→ **DOCUMENT SEGMENT**
┏━━

The first line of defense against failure is having backup components. Redundancy means duplicating critical components so that if one fails, another takes over.

Types of Redundancy

Active-active: Multiple replicas serve traffic simultaneously. If one fails, others continue without interruption.

// Active-active: all servers handle requests
const servers = ["server1", "server2", "server3"];

async function handleRequest(request) {
  // Try servers in order until one responds
  for (const server of servers) {
    try {
      return await sendToServer(server, request);
    } catch (error) {
      continue; // Try next server
    }
  }
  throw new Error("All servers unavailable");
}

Active-passive: One primary server handles traffic. Standby servers are ready but not processing requests until failover.

┗━━

(Rows from a data collection)

┏━━

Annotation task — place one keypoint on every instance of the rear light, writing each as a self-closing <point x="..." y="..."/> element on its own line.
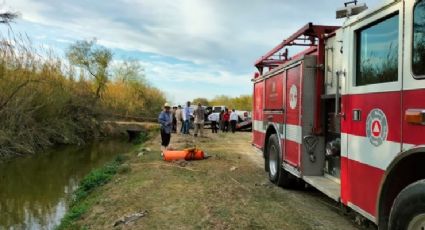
<point x="415" y="116"/>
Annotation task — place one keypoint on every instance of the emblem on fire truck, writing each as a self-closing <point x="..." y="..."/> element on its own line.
<point x="376" y="127"/>
<point x="293" y="96"/>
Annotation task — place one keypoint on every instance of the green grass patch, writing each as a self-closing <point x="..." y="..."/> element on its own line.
<point x="96" y="178"/>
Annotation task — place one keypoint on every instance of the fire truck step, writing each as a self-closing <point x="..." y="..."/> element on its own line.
<point x="325" y="185"/>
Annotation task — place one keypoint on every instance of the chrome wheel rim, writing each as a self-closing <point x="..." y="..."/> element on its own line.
<point x="417" y="223"/>
<point x="273" y="161"/>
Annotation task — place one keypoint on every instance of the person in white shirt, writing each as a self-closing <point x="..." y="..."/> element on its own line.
<point x="214" y="118"/>
<point x="233" y="120"/>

┗━━

→ **SET PROBLEM 1**
Restate, word for word, the stretch of the passage on redundancy from "async function handleRequest(request)" through "requests until failover.".
→ **SET PROBLEM 2**
Give the stretch of rows from the row containing "of the person" through the end of the rows again, renaming "white shirt" to "blue shirt" and leaving everything else unchanged.
These rows are unrelated to the passage on redundancy.

→ **EXERCISE RESULT 1**
async function handleRequest(request) {
  // Try servers in order until one responds
  for (const server of servers) {
    try {
      return await sendToServer(server, request);
    } catch (error) {
      continue; // Try next server
    }
  }
  throw new Error("All servers unavailable");
}

Active-passive: One primary server handles traffic. Standby servers are ready but not processing requests until failover.

→ **EXERCISE RESULT 2**
Annotation task — place one keypoint on every instance of the person in blue shirt, writing each as a self-closing <point x="..." y="..."/> element on its own line.
<point x="214" y="118"/>
<point x="233" y="120"/>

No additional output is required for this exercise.